§ **WHAT NEEDS TO BE DONE**:
Reproduce the listing exactly, with no pictures in your copy.

Data listing

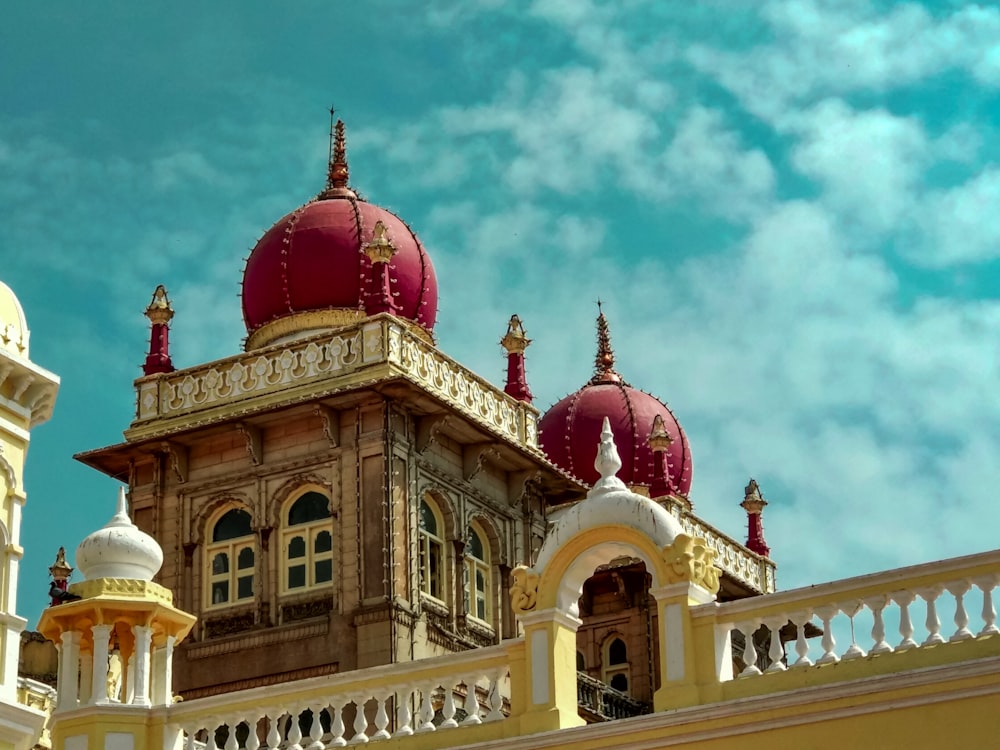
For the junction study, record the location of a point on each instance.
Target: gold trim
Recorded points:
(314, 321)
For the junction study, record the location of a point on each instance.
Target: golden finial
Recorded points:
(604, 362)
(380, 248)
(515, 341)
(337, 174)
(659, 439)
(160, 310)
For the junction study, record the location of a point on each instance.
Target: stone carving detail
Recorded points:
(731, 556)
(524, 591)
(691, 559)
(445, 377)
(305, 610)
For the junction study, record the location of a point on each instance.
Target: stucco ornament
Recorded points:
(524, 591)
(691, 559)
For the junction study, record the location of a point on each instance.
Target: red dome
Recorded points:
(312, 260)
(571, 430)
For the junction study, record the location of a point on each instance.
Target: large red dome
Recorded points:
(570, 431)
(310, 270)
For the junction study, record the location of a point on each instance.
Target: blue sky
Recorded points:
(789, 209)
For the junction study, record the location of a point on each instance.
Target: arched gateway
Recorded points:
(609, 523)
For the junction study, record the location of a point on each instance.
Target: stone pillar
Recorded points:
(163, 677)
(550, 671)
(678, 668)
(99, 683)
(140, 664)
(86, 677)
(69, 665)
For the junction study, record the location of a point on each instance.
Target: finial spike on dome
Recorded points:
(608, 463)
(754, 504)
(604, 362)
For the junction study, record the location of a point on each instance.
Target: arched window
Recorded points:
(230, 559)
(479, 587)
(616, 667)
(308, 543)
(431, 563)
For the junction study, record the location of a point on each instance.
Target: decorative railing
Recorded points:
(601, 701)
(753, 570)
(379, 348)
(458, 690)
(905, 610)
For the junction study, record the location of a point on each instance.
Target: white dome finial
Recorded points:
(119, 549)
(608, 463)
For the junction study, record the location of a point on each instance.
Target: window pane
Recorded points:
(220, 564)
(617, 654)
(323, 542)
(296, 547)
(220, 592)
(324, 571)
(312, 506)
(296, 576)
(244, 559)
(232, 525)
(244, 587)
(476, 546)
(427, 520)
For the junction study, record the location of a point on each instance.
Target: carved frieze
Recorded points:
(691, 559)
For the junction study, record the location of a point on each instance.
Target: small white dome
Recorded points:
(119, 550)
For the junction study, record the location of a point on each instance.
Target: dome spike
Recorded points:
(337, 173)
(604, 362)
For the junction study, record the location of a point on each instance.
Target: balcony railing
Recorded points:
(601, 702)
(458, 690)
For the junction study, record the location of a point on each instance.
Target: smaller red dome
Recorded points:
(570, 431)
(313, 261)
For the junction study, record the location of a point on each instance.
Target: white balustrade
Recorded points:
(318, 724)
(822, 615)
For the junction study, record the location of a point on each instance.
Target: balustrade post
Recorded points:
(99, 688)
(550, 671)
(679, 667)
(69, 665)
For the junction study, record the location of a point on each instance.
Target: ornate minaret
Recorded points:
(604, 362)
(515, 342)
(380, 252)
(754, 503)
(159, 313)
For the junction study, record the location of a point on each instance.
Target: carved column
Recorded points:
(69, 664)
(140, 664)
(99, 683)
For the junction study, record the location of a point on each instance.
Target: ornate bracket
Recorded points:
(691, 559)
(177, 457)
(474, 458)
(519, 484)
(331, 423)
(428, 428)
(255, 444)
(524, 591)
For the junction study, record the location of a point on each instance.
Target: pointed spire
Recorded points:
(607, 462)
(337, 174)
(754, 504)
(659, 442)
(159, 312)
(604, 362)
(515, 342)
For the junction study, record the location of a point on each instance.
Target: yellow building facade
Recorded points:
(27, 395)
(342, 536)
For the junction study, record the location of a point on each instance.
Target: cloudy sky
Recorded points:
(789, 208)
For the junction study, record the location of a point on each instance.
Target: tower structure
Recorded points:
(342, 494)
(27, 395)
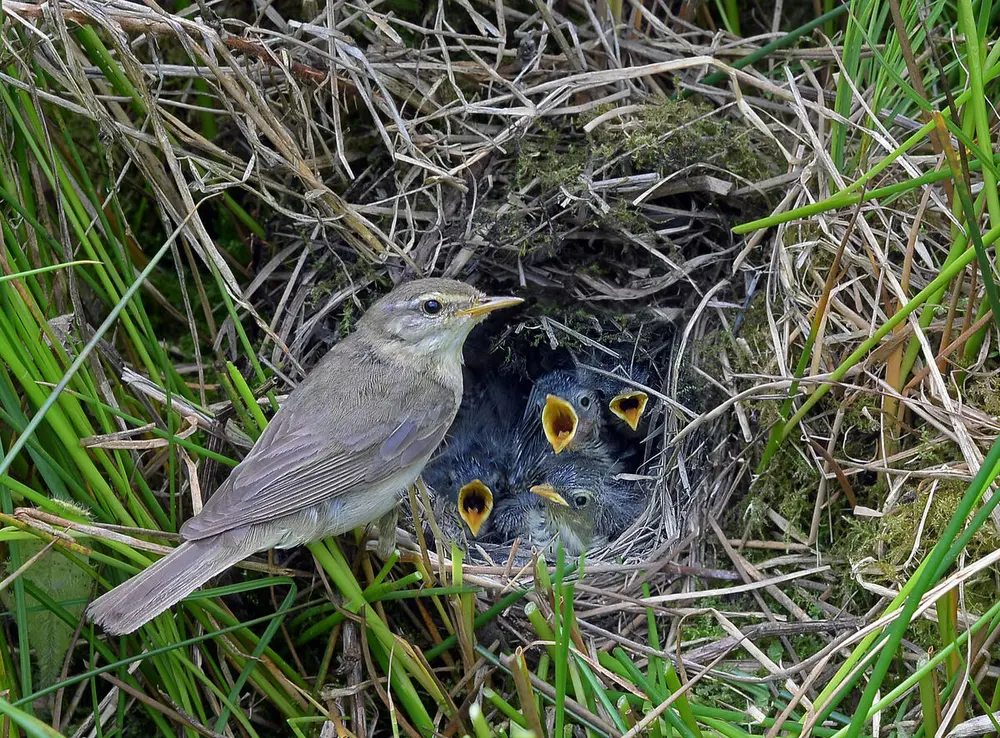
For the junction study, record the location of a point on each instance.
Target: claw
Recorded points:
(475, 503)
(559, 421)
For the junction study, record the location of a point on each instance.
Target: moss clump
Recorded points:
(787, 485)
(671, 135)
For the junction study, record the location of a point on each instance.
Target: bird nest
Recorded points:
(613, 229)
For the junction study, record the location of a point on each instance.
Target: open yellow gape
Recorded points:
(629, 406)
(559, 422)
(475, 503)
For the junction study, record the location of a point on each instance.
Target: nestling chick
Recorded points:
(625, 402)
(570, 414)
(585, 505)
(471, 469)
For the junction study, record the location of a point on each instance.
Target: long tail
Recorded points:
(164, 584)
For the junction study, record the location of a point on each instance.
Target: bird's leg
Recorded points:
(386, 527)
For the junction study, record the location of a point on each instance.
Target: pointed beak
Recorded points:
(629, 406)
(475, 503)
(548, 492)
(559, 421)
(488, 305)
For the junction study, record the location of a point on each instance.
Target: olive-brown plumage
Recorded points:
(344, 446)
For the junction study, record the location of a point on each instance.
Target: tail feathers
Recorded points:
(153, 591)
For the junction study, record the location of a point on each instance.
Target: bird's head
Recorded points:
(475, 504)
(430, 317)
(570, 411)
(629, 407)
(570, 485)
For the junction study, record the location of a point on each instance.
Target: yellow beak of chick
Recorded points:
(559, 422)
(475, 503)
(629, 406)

§ **TASK SOLUTION**:
For the junction study, record the location of a point on each instance.
Target: gold trim
Recorded points:
(314, 321)
For the junction study, record the location of a point on each instance.
Target: golden finial
Recorded points:
(604, 362)
(380, 248)
(515, 341)
(337, 174)
(659, 439)
(160, 310)
For the junction study, record the location of a point on each instance.
Target: stone carving detail
Recorded points:
(731, 556)
(524, 591)
(691, 559)
(445, 377)
(305, 610)
For the junction study, record the location of a point on each instance.
Target: stucco ornament
Recorded points:
(524, 591)
(691, 559)
For the junction study, record the location of a point on each instance.
Target: red dome
Recorded points:
(312, 260)
(571, 430)
For the junction study, record the location of a point on each instance.
Target: large red dome
Recorded points:
(570, 431)
(310, 270)
For the junction study, record the location of a point on each instance.
Target: blue sky
Recorded points:
(789, 209)
For the junction study, record the location of a point on each instance.
Target: arched gateway
Recorded points:
(609, 523)
For the junction study, record the location of a point on each instance.
Target: stone pillar
Recorded points:
(163, 677)
(550, 671)
(678, 668)
(99, 683)
(140, 664)
(86, 677)
(69, 665)
For the junction study, record the location of a point on each instance.
Target: finial spike on dome
Recorded points:
(608, 463)
(754, 504)
(604, 362)
For the junction study, record the location of a point on each instance.
Target: arched window
Recorded points:
(230, 559)
(479, 587)
(616, 667)
(308, 543)
(431, 563)
For the junction study, record the location of a point on each instance.
Target: decorative railing
Recorded points:
(601, 701)
(753, 570)
(379, 348)
(458, 690)
(905, 610)
For the junction study, record the location of a point on each instance.
Target: white dome finial
Recorded points:
(119, 549)
(608, 463)
For the junction study, record the location of a point on each instance.
Target: window pane
Recorded points:
(220, 564)
(617, 654)
(323, 542)
(296, 547)
(220, 592)
(324, 571)
(312, 506)
(296, 576)
(244, 559)
(232, 525)
(244, 587)
(476, 546)
(427, 520)
For the junction study, record the location of a point on each instance.
Target: carved frieze
Recorded points:
(691, 559)
For the junction study, record the location of a point on each instance.
Target: small white dome
Recorded points:
(119, 550)
For the junction study, record the location of a point on each instance.
Target: dome spike
Recorded points:
(337, 173)
(604, 362)
For the junction study, record the location of a point on each instance.
Target: balcony railing
Recorded points:
(601, 702)
(458, 690)
For the junction study, record the location of a point on each instance.
Target: smaller red dome
Recorded points:
(570, 431)
(313, 261)
For the junction study, record the location of a point on each instance.
Target: white balustrade
Recorded points:
(318, 724)
(822, 615)
For the junction study, record the location of a point on each instance.
Target: balustrade post
Recorded points:
(99, 688)
(550, 671)
(679, 667)
(69, 665)
For the junction study, record the location of a point on each instance.
Target: ornate minaret
Recorded points:
(604, 362)
(515, 342)
(380, 252)
(754, 503)
(159, 313)
For the junction study, record the location of a point on each instance.
Target: carved column
Recorded points:
(69, 664)
(140, 664)
(99, 683)
For the junction study, record the location of a point on each instance.
Target: ornate bracket
Recorded points:
(691, 559)
(177, 457)
(474, 458)
(519, 484)
(331, 423)
(428, 428)
(255, 444)
(524, 591)
For the junction study, record the location of a point on each instance.
Target: pointed spire
Recorded points:
(607, 462)
(337, 174)
(754, 504)
(659, 442)
(159, 312)
(604, 362)
(515, 342)
For the junction study, record the location of a point on each instance.
Target: yellow building facade
Recorded points:
(27, 395)
(342, 536)
For the junction study, record the location of a point on each instance.
Target: cloudy sky
Recorded points:
(789, 208)
For the junction study, record the location of a point on each instance.
Target: tower structure
Recorded points:
(342, 494)
(27, 395)
For the junction study, record the location of a point on each instance.
Target: claw
Recorded points:
(475, 503)
(559, 421)
For the junction study, record the location of a point on each instance.
Target: moss clump
Recorded points:
(787, 485)
(671, 135)
For the junction study, record the location of a point on each instance.
Target: bird nest
Recorded points:
(613, 229)
For the junction study, record the location of a point on each instance.
Target: open yellow gape
Recorded points:
(629, 406)
(559, 422)
(475, 503)
For the junction study, record the location of a point on each instance.
Target: nestling chick
Recorded points:
(625, 402)
(570, 414)
(585, 505)
(471, 469)
For the junction study, record the location of a point on each instance.
Target: long tail
Recorded points:
(164, 584)
For the junction study, record the location of a point on each instance.
Target: bird's leg
Recorded points:
(386, 527)
For the junction study, record the location of a point on each instance.
Target: pointed beak
Recorded points:
(629, 406)
(475, 503)
(548, 492)
(559, 421)
(488, 305)
For the junction study, record the location of a point on each instance.
Target: olive-brown plumage
Recorded points:
(344, 446)
For the junction study, record the location of a point on each instance.
Target: tail feathers
Recorded points:
(153, 591)
For the junction study, record the location of a point on each instance.
Target: bird's head
Recorded points:
(475, 504)
(430, 317)
(570, 411)
(629, 407)
(570, 485)
For the junction study, record the location of a point on each instance.
Target: yellow beak of chick
Recorded points:
(559, 422)
(475, 503)
(629, 406)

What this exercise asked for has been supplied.